(Position annotation records)
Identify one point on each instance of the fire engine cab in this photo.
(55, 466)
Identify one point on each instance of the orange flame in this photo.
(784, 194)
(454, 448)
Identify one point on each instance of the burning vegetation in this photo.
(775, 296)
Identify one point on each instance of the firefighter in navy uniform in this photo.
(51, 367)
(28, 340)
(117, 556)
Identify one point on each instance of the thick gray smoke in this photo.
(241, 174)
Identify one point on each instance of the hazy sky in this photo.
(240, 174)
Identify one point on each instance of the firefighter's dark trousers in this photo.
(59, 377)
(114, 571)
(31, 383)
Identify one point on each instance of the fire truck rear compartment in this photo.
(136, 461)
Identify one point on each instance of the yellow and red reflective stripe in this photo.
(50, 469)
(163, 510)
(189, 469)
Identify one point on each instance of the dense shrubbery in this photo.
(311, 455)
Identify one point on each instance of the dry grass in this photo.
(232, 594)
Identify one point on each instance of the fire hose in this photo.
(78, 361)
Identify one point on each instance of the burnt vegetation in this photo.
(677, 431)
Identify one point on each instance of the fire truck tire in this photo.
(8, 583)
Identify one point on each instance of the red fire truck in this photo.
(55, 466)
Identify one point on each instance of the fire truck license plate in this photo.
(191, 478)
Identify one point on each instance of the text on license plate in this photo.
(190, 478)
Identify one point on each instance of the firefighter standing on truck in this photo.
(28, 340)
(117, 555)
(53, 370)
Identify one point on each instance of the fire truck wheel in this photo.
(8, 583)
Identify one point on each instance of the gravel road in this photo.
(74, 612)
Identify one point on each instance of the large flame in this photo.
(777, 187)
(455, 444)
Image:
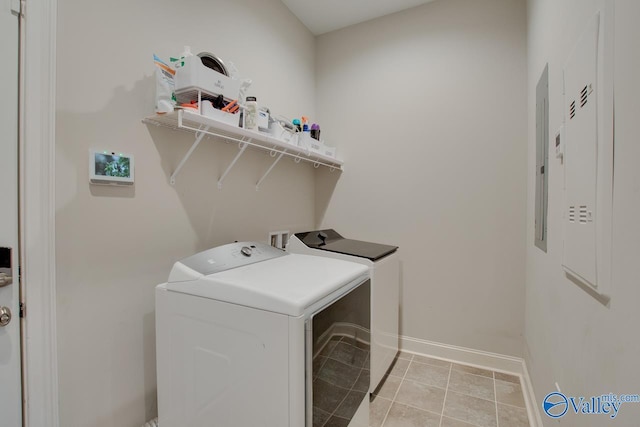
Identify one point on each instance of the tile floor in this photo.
(424, 392)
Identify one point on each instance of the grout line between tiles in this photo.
(446, 390)
(384, 420)
(495, 395)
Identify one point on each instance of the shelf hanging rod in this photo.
(243, 147)
(269, 170)
(199, 136)
(261, 147)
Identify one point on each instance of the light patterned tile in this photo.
(389, 387)
(452, 422)
(404, 355)
(399, 367)
(405, 416)
(470, 409)
(507, 377)
(378, 409)
(512, 417)
(472, 370)
(509, 393)
(427, 374)
(431, 361)
(472, 385)
(421, 396)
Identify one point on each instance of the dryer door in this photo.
(338, 357)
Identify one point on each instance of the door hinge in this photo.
(17, 7)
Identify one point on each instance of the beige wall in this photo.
(588, 348)
(428, 108)
(115, 244)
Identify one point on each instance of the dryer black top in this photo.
(329, 240)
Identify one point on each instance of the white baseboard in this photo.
(480, 359)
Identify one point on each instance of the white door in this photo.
(10, 371)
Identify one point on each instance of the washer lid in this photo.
(329, 240)
(285, 284)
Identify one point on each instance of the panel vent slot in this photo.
(584, 94)
(583, 214)
(572, 110)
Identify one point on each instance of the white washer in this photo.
(250, 336)
(384, 266)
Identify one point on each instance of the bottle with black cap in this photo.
(251, 113)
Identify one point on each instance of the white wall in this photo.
(428, 108)
(588, 348)
(115, 244)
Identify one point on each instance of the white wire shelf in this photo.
(202, 126)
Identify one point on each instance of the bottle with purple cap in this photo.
(315, 131)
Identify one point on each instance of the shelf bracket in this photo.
(243, 146)
(282, 153)
(199, 136)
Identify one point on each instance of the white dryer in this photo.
(382, 261)
(250, 336)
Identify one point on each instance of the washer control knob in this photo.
(5, 316)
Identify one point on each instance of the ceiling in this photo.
(322, 16)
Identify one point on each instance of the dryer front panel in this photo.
(220, 364)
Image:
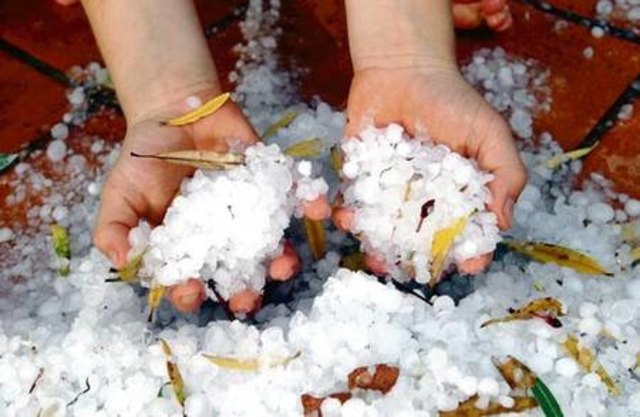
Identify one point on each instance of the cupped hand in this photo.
(437, 102)
(143, 189)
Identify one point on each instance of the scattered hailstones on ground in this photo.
(226, 225)
(404, 191)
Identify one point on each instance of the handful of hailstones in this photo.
(417, 206)
(225, 226)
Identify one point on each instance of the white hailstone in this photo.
(632, 207)
(590, 325)
(567, 367)
(56, 150)
(305, 168)
(6, 234)
(59, 131)
(488, 386)
(600, 213)
(224, 225)
(405, 190)
(588, 52)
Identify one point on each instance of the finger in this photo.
(222, 128)
(115, 219)
(475, 265)
(343, 218)
(318, 209)
(375, 263)
(188, 296)
(245, 302)
(285, 266)
(498, 155)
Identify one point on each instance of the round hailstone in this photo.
(225, 225)
(404, 191)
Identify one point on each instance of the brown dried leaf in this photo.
(469, 409)
(547, 308)
(211, 160)
(589, 363)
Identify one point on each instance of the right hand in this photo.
(144, 188)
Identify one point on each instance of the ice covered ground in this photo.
(80, 347)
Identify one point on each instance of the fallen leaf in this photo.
(382, 379)
(205, 110)
(546, 308)
(589, 363)
(469, 408)
(247, 365)
(6, 160)
(442, 242)
(559, 255)
(307, 148)
(282, 122)
(560, 159)
(173, 371)
(154, 298)
(211, 160)
(311, 405)
(60, 240)
(316, 237)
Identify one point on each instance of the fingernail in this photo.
(507, 211)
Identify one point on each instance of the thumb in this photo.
(115, 219)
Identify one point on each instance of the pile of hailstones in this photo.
(226, 227)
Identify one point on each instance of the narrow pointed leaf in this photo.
(559, 255)
(215, 161)
(442, 242)
(469, 408)
(560, 159)
(205, 110)
(177, 383)
(282, 122)
(589, 363)
(307, 148)
(6, 160)
(60, 241)
(316, 237)
(544, 308)
(546, 400)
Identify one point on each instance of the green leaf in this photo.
(6, 160)
(546, 400)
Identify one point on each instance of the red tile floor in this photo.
(582, 89)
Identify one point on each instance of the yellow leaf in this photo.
(560, 159)
(308, 148)
(336, 160)
(205, 110)
(540, 307)
(129, 272)
(154, 298)
(246, 365)
(284, 121)
(173, 372)
(469, 408)
(442, 242)
(589, 363)
(316, 237)
(215, 161)
(60, 240)
(559, 255)
(516, 374)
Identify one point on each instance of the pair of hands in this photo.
(437, 100)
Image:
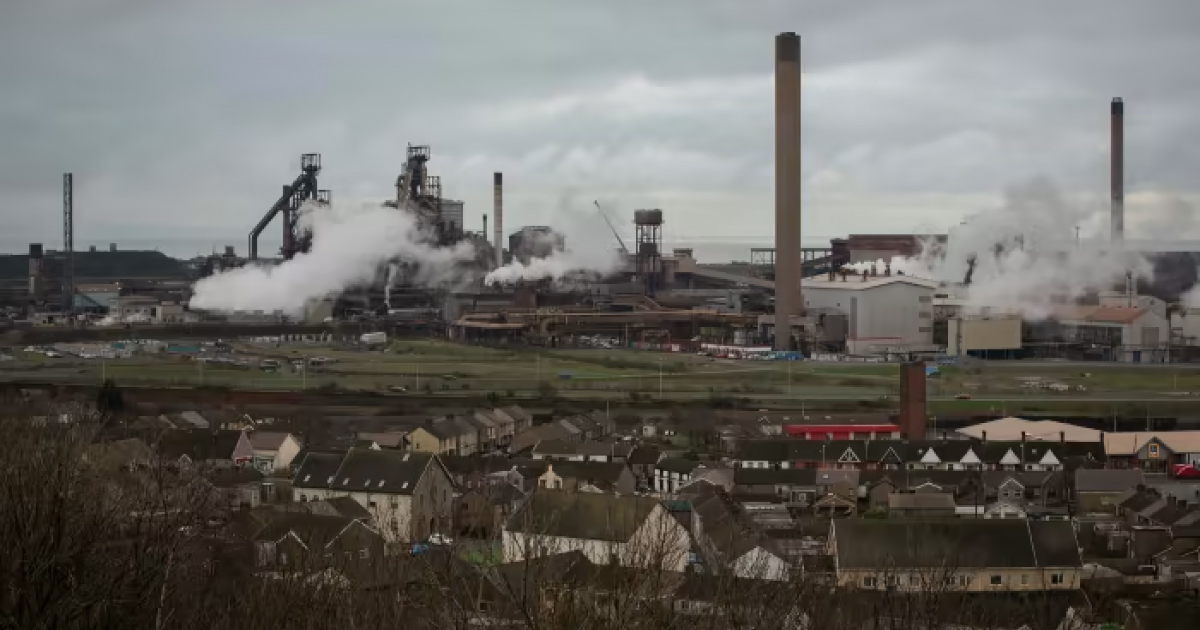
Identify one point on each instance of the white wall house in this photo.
(883, 311)
(409, 495)
(609, 529)
(274, 451)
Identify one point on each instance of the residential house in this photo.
(477, 471)
(671, 473)
(922, 505)
(929, 455)
(119, 455)
(239, 489)
(1155, 451)
(521, 419)
(387, 439)
(205, 448)
(466, 433)
(483, 511)
(558, 450)
(581, 477)
(505, 426)
(1013, 429)
(730, 541)
(445, 436)
(1101, 490)
(642, 460)
(607, 528)
(486, 430)
(604, 451)
(409, 495)
(529, 438)
(299, 540)
(966, 555)
(274, 451)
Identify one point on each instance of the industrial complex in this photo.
(843, 300)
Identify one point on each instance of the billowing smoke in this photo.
(351, 243)
(588, 251)
(1032, 252)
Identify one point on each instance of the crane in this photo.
(605, 215)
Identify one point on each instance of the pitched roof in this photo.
(385, 439)
(1009, 429)
(1131, 442)
(267, 441)
(1108, 479)
(605, 473)
(951, 545)
(582, 515)
(198, 445)
(315, 531)
(771, 477)
(383, 472)
(921, 501)
(317, 469)
(645, 456)
(677, 465)
(226, 478)
(555, 447)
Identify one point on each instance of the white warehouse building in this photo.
(883, 313)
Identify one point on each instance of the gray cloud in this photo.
(183, 119)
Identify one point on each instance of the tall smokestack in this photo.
(787, 186)
(1117, 167)
(498, 215)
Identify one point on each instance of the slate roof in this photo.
(383, 472)
(227, 478)
(316, 531)
(772, 477)
(921, 501)
(645, 456)
(365, 471)
(1108, 479)
(895, 450)
(555, 447)
(581, 515)
(317, 469)
(601, 473)
(677, 465)
(952, 544)
(198, 445)
(267, 441)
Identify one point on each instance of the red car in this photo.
(1185, 471)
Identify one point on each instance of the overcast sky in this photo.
(181, 119)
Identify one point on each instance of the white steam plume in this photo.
(1026, 255)
(351, 243)
(393, 268)
(588, 250)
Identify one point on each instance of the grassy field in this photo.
(443, 369)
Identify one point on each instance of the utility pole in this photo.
(67, 245)
(660, 378)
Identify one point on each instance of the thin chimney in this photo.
(498, 216)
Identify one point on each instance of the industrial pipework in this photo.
(289, 202)
(498, 216)
(1116, 150)
(787, 186)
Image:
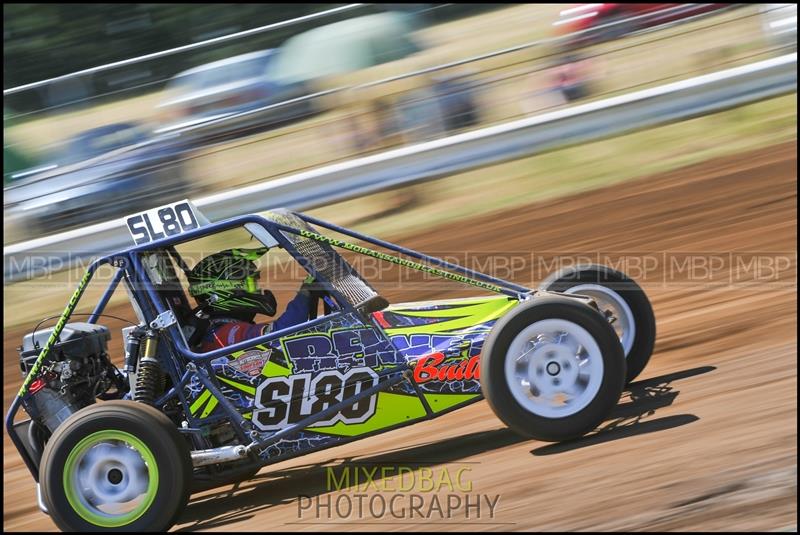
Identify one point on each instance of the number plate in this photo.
(162, 222)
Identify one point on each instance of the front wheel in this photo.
(552, 369)
(116, 466)
(618, 297)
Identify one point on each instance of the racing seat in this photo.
(161, 270)
(342, 276)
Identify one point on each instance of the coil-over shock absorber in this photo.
(150, 378)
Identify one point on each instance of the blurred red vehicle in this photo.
(588, 24)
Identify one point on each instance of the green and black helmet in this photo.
(225, 284)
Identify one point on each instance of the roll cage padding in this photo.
(330, 264)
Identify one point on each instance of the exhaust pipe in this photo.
(225, 454)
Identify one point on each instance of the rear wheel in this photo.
(618, 297)
(552, 369)
(117, 465)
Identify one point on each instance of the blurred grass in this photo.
(517, 86)
(500, 188)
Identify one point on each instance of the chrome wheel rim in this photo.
(610, 301)
(110, 478)
(554, 368)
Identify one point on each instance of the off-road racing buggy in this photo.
(122, 448)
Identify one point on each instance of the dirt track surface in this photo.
(705, 440)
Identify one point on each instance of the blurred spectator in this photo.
(571, 77)
(455, 93)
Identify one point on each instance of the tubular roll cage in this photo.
(131, 270)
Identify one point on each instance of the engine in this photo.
(75, 373)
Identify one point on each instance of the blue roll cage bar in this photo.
(131, 270)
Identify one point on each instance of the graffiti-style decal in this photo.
(282, 401)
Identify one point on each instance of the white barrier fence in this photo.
(526, 137)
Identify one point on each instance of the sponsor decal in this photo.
(250, 363)
(283, 401)
(432, 368)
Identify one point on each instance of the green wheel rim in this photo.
(76, 495)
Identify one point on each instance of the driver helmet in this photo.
(226, 284)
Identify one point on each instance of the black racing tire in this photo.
(144, 431)
(563, 424)
(640, 349)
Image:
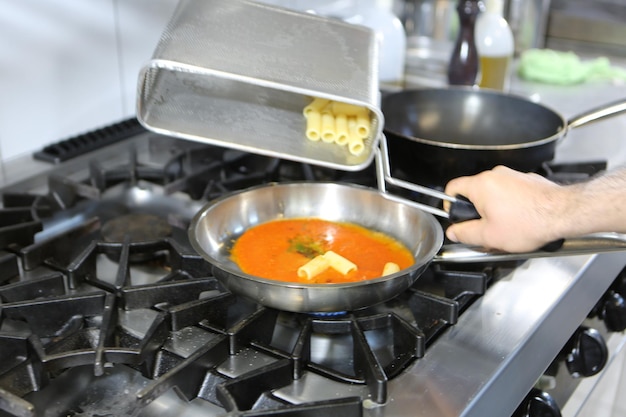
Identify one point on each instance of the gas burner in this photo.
(136, 228)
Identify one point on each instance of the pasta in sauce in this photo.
(278, 248)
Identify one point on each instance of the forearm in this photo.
(521, 212)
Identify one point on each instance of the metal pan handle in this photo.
(461, 209)
(586, 245)
(598, 113)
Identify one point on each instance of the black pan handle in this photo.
(462, 210)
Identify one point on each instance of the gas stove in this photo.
(105, 309)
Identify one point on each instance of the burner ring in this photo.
(138, 227)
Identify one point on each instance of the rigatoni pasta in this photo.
(335, 122)
(390, 268)
(313, 267)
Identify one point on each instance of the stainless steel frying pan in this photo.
(215, 228)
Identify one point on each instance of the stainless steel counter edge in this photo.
(486, 364)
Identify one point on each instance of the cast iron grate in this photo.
(62, 313)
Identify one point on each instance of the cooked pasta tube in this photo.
(342, 134)
(339, 263)
(390, 268)
(363, 124)
(316, 105)
(355, 141)
(328, 127)
(314, 267)
(314, 126)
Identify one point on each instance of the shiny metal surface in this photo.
(487, 362)
(219, 223)
(586, 245)
(196, 87)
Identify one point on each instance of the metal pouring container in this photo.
(238, 74)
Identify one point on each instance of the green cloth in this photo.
(555, 67)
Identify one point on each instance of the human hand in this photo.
(519, 212)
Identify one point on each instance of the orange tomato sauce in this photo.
(276, 249)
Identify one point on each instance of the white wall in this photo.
(69, 66)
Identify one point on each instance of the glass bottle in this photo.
(463, 68)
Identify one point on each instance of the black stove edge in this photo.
(90, 141)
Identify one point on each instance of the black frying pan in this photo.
(435, 135)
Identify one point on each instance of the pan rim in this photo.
(203, 212)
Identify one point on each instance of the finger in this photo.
(455, 187)
(469, 232)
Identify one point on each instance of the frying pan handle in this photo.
(462, 210)
(586, 245)
(598, 113)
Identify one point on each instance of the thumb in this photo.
(466, 232)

* Task
Set down only these lines, exactly: the line containing "Identify one point on each instance of the orange tomato" and each line after it, through the end of the listing.

* Result of this task
Identify one point on each instance of the orange tomato sauce in this photo.
(276, 249)
Identify one point on each instance of the white wall in this photo.
(69, 66)
Identify one point on each instance of the glass bottle in this photo.
(463, 68)
Identify one point on each instance of the black stove edge in this photo.
(90, 141)
Identify one point on each instance of the black frying pan in this photo.
(435, 135)
Identify one point on each instance of the pan rim in this photo.
(203, 212)
Identify one point on each instance of the finger in this photo.
(455, 187)
(469, 232)
Identify one point on each instance of the frying pan handle in this photo.
(462, 210)
(586, 245)
(598, 113)
Identify one point on each instance of the thumb in this photo.
(466, 232)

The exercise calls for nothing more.